### [Required action]
Each line of the records below that holds "query" should be returned.

(Saved entries)
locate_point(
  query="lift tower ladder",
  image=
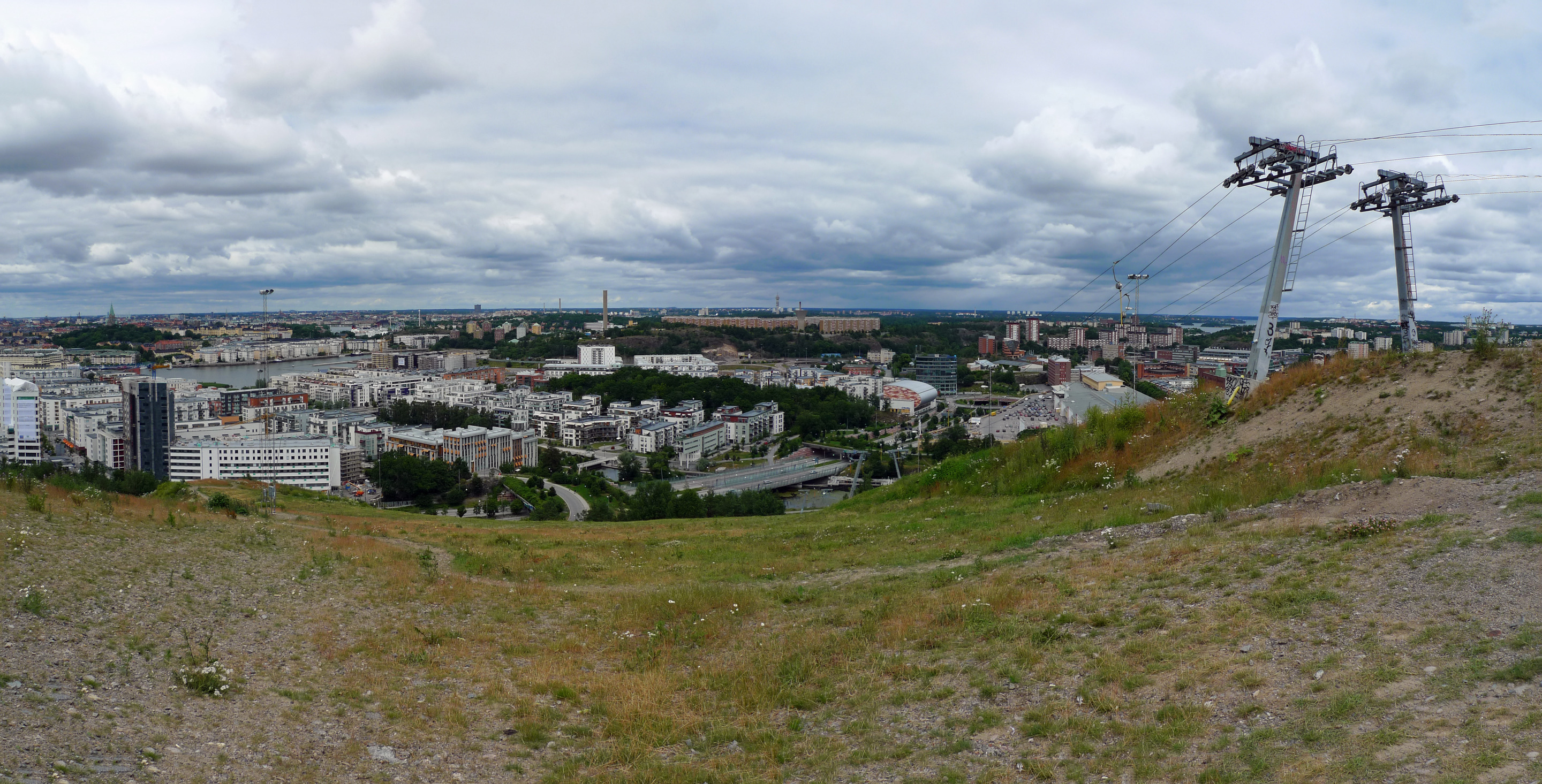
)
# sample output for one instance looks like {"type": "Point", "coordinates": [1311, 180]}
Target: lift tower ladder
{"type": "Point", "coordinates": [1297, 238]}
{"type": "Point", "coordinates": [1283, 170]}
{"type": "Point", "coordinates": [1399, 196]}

* * *

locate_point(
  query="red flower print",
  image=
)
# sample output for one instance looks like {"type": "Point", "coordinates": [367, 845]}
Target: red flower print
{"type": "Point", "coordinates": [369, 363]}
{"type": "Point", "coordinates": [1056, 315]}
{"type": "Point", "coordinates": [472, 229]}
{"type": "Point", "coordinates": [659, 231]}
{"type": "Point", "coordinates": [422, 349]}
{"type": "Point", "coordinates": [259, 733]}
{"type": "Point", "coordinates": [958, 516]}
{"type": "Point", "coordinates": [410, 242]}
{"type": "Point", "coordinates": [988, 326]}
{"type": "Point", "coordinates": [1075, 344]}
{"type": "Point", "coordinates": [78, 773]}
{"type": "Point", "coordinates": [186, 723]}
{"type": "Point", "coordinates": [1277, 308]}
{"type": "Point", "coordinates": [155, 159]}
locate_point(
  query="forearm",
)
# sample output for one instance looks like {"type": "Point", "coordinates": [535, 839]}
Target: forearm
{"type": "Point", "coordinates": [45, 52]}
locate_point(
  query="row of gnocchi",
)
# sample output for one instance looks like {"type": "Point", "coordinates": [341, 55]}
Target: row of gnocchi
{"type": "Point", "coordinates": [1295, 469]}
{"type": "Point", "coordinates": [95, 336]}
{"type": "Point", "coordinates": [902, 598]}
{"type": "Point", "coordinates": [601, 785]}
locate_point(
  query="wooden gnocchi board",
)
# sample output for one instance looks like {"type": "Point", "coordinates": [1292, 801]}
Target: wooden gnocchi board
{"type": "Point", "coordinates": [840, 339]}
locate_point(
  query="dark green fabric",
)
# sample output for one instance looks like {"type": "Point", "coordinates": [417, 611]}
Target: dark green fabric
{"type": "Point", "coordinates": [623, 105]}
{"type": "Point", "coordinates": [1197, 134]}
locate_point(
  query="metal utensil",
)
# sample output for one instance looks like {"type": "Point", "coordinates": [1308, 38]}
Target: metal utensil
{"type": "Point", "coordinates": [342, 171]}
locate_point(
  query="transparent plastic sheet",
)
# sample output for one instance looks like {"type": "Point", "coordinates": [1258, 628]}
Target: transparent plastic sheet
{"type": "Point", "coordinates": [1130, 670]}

### [Answer box]
  query="lift tower ladder",
  query="red flower print",
  query="forearm",
  query="row of gnocchi",
  query="wooden gnocchi board",
  query="dark green fabric",
  query="metal utensil",
  query="transparent plastic sheet",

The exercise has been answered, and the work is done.